Aim of the exercise: Copy all of the items below, changing every occurrence of "single point" to "lone point" and leaving everything else exactly the same.

Record extracts:
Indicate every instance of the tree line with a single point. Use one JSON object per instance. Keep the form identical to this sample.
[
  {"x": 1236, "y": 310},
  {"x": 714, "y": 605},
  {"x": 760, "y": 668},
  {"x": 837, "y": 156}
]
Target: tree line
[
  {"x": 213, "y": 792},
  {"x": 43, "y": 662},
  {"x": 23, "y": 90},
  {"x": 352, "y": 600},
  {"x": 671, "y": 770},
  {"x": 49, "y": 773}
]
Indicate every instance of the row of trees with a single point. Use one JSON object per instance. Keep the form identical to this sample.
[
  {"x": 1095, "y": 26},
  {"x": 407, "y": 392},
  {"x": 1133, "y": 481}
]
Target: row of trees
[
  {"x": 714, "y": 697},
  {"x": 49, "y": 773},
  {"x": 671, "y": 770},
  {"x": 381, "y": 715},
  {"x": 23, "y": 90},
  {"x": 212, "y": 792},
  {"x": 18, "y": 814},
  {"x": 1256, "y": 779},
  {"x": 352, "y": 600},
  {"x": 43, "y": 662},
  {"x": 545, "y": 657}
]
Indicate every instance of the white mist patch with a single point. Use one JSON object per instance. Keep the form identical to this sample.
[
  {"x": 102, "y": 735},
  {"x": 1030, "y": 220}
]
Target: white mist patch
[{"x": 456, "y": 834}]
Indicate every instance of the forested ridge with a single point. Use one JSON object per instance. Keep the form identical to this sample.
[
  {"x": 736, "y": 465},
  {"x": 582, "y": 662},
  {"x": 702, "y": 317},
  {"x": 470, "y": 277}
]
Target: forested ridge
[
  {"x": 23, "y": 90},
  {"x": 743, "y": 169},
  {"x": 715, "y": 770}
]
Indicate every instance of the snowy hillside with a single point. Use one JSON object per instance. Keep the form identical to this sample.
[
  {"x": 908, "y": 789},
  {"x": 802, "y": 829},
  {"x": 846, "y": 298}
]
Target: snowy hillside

Answer for the task:
Indicate every instance of the tree line with a lone point. Use one JSON object per instance. Keep the form identical to this sample.
[
  {"x": 1236, "y": 310},
  {"x": 714, "y": 605},
  {"x": 760, "y": 668},
  {"x": 837, "y": 156}
]
Target: tree line
[
  {"x": 213, "y": 792},
  {"x": 43, "y": 662},
  {"x": 23, "y": 90},
  {"x": 352, "y": 600},
  {"x": 671, "y": 770},
  {"x": 49, "y": 773}
]
Indicate every instance of the row of trees with a lone point. Use one JSON object per instance. Keep the form identical to this sample.
[
  {"x": 1095, "y": 26},
  {"x": 407, "y": 392},
  {"x": 1133, "y": 481}
]
Target: row of trees
[
  {"x": 714, "y": 697},
  {"x": 49, "y": 773},
  {"x": 671, "y": 770},
  {"x": 381, "y": 715},
  {"x": 23, "y": 90},
  {"x": 212, "y": 792},
  {"x": 18, "y": 814},
  {"x": 1256, "y": 779},
  {"x": 352, "y": 600},
  {"x": 43, "y": 662},
  {"x": 545, "y": 657}
]
Indicate every instance of the white mist patch with a lone point. Use one JSON object per instance. Keep the form identical to this sample.
[
  {"x": 102, "y": 735},
  {"x": 1030, "y": 220}
]
Target: white mist patch
[{"x": 456, "y": 834}]
Indicate every instance of the forested ridge with a lone point. Use one JSON object per instance. Keep the form identical to this sample.
[
  {"x": 736, "y": 465},
  {"x": 582, "y": 662},
  {"x": 702, "y": 317},
  {"x": 470, "y": 277}
]
Target: forested ridge
[
  {"x": 23, "y": 90},
  {"x": 743, "y": 169},
  {"x": 715, "y": 770}
]
Indicate every instance of the snowy hillside with a lone point. Use one JSON object per instance. Keep the form identical to this sample.
[
  {"x": 908, "y": 789},
  {"x": 802, "y": 829},
  {"x": 846, "y": 298}
]
Target: snowy hillside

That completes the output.